Point labels for objects

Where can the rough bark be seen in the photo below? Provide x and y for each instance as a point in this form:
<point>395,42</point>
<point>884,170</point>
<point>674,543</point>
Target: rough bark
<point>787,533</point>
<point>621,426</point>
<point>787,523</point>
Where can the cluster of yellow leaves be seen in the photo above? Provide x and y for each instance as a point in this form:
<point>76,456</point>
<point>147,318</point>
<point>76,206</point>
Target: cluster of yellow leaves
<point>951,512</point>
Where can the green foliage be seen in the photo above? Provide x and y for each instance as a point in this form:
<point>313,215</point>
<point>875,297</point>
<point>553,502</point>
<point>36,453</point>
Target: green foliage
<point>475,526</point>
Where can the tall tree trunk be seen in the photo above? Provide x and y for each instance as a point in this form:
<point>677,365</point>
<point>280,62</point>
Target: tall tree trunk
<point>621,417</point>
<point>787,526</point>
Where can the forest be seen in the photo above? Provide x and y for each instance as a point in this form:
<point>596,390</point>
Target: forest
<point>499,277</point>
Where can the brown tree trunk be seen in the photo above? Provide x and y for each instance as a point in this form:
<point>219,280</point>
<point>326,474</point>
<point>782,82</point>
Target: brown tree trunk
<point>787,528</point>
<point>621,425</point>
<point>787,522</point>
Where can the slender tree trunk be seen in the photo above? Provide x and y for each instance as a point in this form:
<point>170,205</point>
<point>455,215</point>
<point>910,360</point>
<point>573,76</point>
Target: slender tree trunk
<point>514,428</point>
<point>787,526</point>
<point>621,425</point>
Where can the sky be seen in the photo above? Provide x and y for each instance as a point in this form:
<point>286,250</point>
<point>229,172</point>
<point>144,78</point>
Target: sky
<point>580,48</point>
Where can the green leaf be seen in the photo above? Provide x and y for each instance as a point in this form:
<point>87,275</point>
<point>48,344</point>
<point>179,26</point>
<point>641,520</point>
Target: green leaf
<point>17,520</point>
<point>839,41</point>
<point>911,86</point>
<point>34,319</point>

WRITTEN PROBLEM> Copy out all of the material above line for line, changing nothing.

ANSWER TO THIS EXERCISE>
Where can the rough bark be seen in the photo below? Provide x and y for each instance as a point in this form:
<point>395,42</point>
<point>884,170</point>
<point>674,543</point>
Target: rough bark
<point>787,533</point>
<point>621,426</point>
<point>787,523</point>
Where can the cluster of yellow leaves be seen in the photo above? Provide x and y for each instance as a point in this form:
<point>76,456</point>
<point>147,318</point>
<point>76,206</point>
Target: cluster of yellow leaves
<point>951,512</point>
Where can the green foliage be seen in the photo above? Provide x and y for each instance as a point in this form:
<point>313,215</point>
<point>875,297</point>
<point>553,502</point>
<point>36,453</point>
Target: green foliage
<point>475,526</point>
Where can the tall tree trunk be seen in the photo above? Provide x and y for each instance as a point in this form:
<point>677,365</point>
<point>280,62</point>
Target: tall tree trunk
<point>621,417</point>
<point>787,526</point>
Where can the forest be seen in the photo above? Provide x and y for each instance as a point in this form:
<point>596,390</point>
Target: forest
<point>499,277</point>
Where can the brown tree trunk be seen in the photo above? Provide x and y for each instance as a point in this form:
<point>219,280</point>
<point>326,474</point>
<point>782,82</point>
Target: brown tree trunk
<point>787,528</point>
<point>621,425</point>
<point>787,522</point>
Where can the slender tree trunk be seen in the photo above? Provide x and y for each instance as a point in this form:
<point>170,205</point>
<point>455,215</point>
<point>910,360</point>
<point>573,76</point>
Target: slender tree trunk
<point>514,428</point>
<point>787,526</point>
<point>621,425</point>
Where can the sky be seen in the photo above? Provide x and y for each instance as a point in this form:
<point>286,250</point>
<point>229,172</point>
<point>144,78</point>
Target: sky
<point>580,48</point>
Where can the green leaf be seen in the photo above? Provide x and y for each instance as a point in this form:
<point>87,275</point>
<point>48,344</point>
<point>179,26</point>
<point>641,520</point>
Target: green leaf
<point>17,520</point>
<point>839,41</point>
<point>911,86</point>
<point>34,319</point>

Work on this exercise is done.